- [Given request 1]: In the Main Street war story, what time did the Capitol News shop close?
- [Given request 2]: Pick up the Main Street war story after its final sentence and carry the account forward.

- [Extract provided]:
###
Main Street war story

January 10, 2014

Temple Ligon
January 10, 2014

 
In August 1986, I moved from Houston to Columbia to work in marketing for Stevens & Wilkinson, the Atlanta-based architecture and engineering firm. My wife was winding down in her lawyer position with Mobil Oil in Houston, as she had already tendered her resignation that May, and we had planned on an October move for her. A few months later her friends at Mobil told her she was about to be asked to locate in London had she not left the company.
 
For a couple of months as a temporary bachelor in Columbia I was not in any hurry to get home in the early evening. Instead I regularly dropped by the Capitol News for my journals to take to the Capitol Café next door, both in the 1200 block of Main Street.
 
In my previous life as a student and a cab driver in the early 1970s, I was a fixture at the two Capitols, where I did much of my reading. The food was awful, albeit affordable, but the people were great, and the convenience was hard to beat. The news shop closed at 11:00 p.m., and the restaurant tried to close for cleaning between 4:00 and 5:00 in the morning. The Myrtle Beach edition of The State was put into the café’s sidewalk dispenser ’round midnight, giving us night owls a jump on the rest of the city.
 
On September 8, 1986, at a little past nine at night, I was checking out the offerings on the magazine rack at Capitol News when I joined the chase after a bank robber. As I later found out, a night deposit in a canvas bag was taking place at the First Citizens drive-through on Lady Street, facing Main. This was an every-night occurrence, probably, because the robbers, two men, were waiting in the bushes next to the night deposit drawer, waiting for the next canvas-bag deposit.
###
- [Data provided]:
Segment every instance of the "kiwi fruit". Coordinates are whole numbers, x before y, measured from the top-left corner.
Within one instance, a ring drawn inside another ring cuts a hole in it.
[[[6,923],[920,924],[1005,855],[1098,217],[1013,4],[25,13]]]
###
- [Right answer 1]: 11:00 p.m.

- [Right answer 2]:
 
As the robbers came running by me inside the door at Capitol News, I saw where just one was carrying a canvas bag, and I went after the man with the bag. The risk was with whatever else he could have been carrying, such as a personal weapon.  The second man split off at the corner of Main and Gervais and ran away on the grounds of the State Capitol.
 
As my target ran up the ramp into the NBNC garage, he was getting winded and slowing down a little. I was a distance runner in decent shape, a marathoner; he was not. On the other hand, he was big and a real threat had he ever stopped and turned around. I’m not sure what I would have done. Then I gained an ally. A fellow vigilante ran up alongside me as we scrambled through the NCNB garage and he stayed with me, thank goodness, as we came down the ramp onto Sumter Street.
 
Another piece of critical help came from the Blue Ribbon cab driver who happened to drive by as we kept our man pinned down on the curb. The cab driver used his radio to call for the police.
 
Below is my official police report of what exactly happened. Since I have recalled combat experiences from the late 1960s in South Vietnam, an isolated incident in the late 1980s on Main Street bears review in a similar vein. It happened, and no one said thank you. Never did. But I was used to that.
 

(signed)
John Temple Ligon
Stevens & Wilkinson, Inc.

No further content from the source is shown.